**DATA PROVIDED**
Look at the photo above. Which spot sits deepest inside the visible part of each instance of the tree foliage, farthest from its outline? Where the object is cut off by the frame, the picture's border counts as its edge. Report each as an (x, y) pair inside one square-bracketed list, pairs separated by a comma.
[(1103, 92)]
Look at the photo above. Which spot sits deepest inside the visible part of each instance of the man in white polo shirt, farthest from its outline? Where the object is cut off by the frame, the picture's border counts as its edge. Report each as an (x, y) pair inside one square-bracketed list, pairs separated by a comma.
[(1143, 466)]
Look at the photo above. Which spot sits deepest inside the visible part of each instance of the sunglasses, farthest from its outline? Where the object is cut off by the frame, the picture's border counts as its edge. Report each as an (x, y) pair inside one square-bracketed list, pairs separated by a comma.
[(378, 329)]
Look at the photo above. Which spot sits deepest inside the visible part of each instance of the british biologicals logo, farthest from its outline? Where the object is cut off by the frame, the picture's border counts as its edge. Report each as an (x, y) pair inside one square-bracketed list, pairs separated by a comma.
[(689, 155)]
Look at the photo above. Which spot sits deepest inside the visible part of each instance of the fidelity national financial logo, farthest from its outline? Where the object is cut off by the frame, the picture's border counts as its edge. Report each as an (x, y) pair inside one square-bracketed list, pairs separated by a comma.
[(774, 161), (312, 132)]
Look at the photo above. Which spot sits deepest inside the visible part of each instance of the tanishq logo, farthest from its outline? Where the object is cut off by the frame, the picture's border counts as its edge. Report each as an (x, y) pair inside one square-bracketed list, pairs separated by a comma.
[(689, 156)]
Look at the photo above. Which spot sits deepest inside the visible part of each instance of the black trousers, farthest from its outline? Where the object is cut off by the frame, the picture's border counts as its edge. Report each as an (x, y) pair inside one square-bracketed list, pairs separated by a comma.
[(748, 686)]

**EXERCISE**
Print nothing except the lines from the line containing "of the black" to the end of the listing, exactly as written.

**RESULT BELOW**
Look at the photo above. Which spot sits deepest inside the visible part of each instance of the black trousers, farthest from its outline? Where the object is cut off by the frame, the picture's border counts as its edge. Report each as an (x, y) pair inside one square-bracketed list, pairs separated by a comma.
[(748, 686)]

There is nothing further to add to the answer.